§ What the task requires: Please rewrite the material below, swapping "outline" for "trace" and leaving everything else unchanged.

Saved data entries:
* * * * * * *
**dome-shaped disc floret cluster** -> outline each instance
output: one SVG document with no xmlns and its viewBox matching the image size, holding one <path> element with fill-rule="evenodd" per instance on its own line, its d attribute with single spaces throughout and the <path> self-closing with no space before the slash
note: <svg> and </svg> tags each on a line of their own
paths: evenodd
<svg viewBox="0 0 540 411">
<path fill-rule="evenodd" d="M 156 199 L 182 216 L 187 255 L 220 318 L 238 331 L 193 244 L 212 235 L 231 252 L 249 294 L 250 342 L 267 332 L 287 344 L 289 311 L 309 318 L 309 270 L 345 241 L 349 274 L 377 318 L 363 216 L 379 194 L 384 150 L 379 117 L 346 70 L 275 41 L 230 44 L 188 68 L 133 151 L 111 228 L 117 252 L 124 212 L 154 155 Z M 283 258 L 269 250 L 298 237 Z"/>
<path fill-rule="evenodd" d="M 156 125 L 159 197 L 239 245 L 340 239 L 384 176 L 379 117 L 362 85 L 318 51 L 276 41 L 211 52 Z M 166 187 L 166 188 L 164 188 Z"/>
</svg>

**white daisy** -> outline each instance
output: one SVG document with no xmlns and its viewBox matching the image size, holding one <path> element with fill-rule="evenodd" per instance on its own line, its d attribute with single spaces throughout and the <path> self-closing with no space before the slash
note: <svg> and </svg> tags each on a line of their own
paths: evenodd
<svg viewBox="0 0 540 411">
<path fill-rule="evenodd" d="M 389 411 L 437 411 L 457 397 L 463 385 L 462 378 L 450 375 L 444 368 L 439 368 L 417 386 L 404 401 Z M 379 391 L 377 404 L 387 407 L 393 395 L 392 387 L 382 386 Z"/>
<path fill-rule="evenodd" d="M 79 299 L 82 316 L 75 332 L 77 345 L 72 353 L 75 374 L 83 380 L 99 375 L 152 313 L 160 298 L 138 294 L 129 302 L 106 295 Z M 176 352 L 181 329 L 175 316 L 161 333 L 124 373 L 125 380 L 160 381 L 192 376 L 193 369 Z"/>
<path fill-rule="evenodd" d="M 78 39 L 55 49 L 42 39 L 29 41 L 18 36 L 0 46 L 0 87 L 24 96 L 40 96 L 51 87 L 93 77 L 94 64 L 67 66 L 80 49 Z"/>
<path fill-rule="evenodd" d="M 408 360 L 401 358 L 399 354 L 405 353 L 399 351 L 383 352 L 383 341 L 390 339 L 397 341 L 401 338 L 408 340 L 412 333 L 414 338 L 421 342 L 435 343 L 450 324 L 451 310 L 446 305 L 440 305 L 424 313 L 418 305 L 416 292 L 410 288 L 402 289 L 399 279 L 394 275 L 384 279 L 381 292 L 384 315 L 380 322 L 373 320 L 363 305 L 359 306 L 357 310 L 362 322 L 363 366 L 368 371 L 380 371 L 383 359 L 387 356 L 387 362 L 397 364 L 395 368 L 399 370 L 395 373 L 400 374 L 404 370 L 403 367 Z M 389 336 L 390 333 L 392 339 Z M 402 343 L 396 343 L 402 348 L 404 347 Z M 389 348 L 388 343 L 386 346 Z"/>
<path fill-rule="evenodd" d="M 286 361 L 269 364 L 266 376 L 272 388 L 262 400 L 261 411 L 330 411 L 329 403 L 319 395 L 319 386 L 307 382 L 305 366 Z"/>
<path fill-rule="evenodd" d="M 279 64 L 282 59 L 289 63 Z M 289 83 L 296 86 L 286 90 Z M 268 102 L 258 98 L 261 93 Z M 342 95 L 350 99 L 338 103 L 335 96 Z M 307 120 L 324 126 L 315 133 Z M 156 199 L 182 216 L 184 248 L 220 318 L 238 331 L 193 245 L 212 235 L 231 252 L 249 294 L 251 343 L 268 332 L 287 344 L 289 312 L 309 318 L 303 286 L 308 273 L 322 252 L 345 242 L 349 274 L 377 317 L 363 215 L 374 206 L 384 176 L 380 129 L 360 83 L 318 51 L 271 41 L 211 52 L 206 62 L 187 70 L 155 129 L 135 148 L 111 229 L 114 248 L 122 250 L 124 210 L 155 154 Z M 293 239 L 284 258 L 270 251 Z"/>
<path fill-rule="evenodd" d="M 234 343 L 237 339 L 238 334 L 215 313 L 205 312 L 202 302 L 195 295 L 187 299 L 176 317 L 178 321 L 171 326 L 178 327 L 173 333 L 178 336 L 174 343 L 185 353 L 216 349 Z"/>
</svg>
* * * * * * *
§ Exercise response:
**dome-shaped disc floret cluster** -> trace each instance
output: one SVG document with no xmlns and its viewBox matching the image size, holding one <path> element with fill-rule="evenodd" per instance on its own line, its d attribute with single spaces throughout and the <path> self-closing with no space before the slash
note: <svg> and </svg> tags each on a line of their own
paths: evenodd
<svg viewBox="0 0 540 411">
<path fill-rule="evenodd" d="M 156 199 L 182 216 L 187 255 L 220 318 L 238 331 L 193 244 L 212 235 L 231 252 L 249 294 L 250 342 L 267 332 L 287 344 L 289 311 L 309 318 L 309 270 L 345 241 L 349 274 L 377 318 L 363 216 L 379 194 L 384 150 L 379 117 L 346 70 L 275 41 L 230 44 L 188 68 L 133 151 L 111 228 L 117 252 L 124 212 L 154 155 Z M 283 258 L 269 250 L 298 237 Z"/>
<path fill-rule="evenodd" d="M 156 125 L 159 197 L 239 245 L 340 239 L 384 176 L 379 117 L 362 85 L 318 51 L 276 41 L 211 52 Z M 166 187 L 166 188 L 164 188 Z"/>
</svg>

**white daisy** -> trace each instance
output: one SVG document with no xmlns and its viewBox matching the image size, holding one <path> element with fill-rule="evenodd" per instance on its own line, its d attribute with single spaces throughout and the <path> self-closing with no space before the slash
note: <svg> and </svg> tags each on a line of their own
paths: evenodd
<svg viewBox="0 0 540 411">
<path fill-rule="evenodd" d="M 389 411 L 437 411 L 457 397 L 463 385 L 462 378 L 450 375 L 444 368 L 439 368 L 417 386 L 404 401 Z M 379 391 L 377 404 L 387 407 L 393 395 L 392 387 L 382 386 Z"/>
<path fill-rule="evenodd" d="M 79 299 L 82 316 L 75 332 L 77 345 L 72 353 L 75 374 L 83 380 L 99 375 L 152 313 L 160 298 L 138 294 L 129 302 L 106 295 Z M 176 352 L 181 329 L 175 316 L 161 333 L 124 373 L 125 380 L 160 381 L 192 376 L 193 369 Z"/>
<path fill-rule="evenodd" d="M 78 39 L 55 49 L 42 39 L 29 41 L 18 36 L 0 46 L 0 87 L 24 96 L 40 96 L 51 87 L 93 77 L 94 64 L 67 66 L 80 49 Z"/>
<path fill-rule="evenodd" d="M 408 360 L 401 358 L 399 354 L 405 353 L 399 351 L 383 352 L 383 341 L 390 339 L 397 341 L 401 338 L 408 340 L 412 333 L 414 338 L 421 342 L 435 343 L 450 324 L 451 310 L 446 305 L 440 305 L 424 313 L 418 305 L 416 292 L 410 288 L 402 289 L 399 279 L 394 275 L 384 279 L 381 292 L 384 315 L 380 322 L 373 320 L 363 305 L 359 306 L 357 310 L 362 322 L 363 366 L 368 371 L 380 371 L 383 359 L 387 356 L 387 362 L 397 364 L 395 368 L 399 370 L 395 373 L 400 374 L 404 370 L 403 367 Z M 389 336 L 390 333 L 392 339 Z M 402 343 L 396 343 L 402 348 L 404 347 Z M 389 348 L 388 343 L 386 346 Z"/>
<path fill-rule="evenodd" d="M 286 361 L 269 364 L 266 376 L 272 388 L 262 400 L 261 411 L 330 411 L 329 403 L 319 395 L 319 386 L 307 382 L 305 366 Z"/>
<path fill-rule="evenodd" d="M 279 64 L 282 59 L 289 63 Z M 289 83 L 296 86 L 286 90 Z M 268 102 L 258 98 L 261 93 Z M 342 95 L 350 99 L 338 103 L 335 96 Z M 307 120 L 324 126 L 315 133 Z M 156 199 L 182 216 L 184 248 L 220 318 L 238 331 L 193 245 L 212 235 L 231 252 L 249 294 L 251 343 L 268 332 L 287 344 L 289 312 L 309 318 L 303 286 L 308 273 L 322 252 L 345 242 L 349 274 L 377 317 L 363 215 L 374 206 L 384 176 L 380 129 L 360 83 L 318 51 L 271 41 L 211 52 L 206 62 L 187 70 L 155 129 L 135 148 L 111 229 L 114 248 L 122 250 L 124 210 L 155 154 Z M 293 239 L 284 258 L 270 251 Z"/>
<path fill-rule="evenodd" d="M 234 343 L 237 339 L 238 334 L 215 313 L 205 312 L 202 302 L 195 295 L 187 299 L 176 317 L 178 321 L 171 326 L 178 327 L 173 333 L 178 336 L 174 343 L 185 353 L 216 349 Z"/>
</svg>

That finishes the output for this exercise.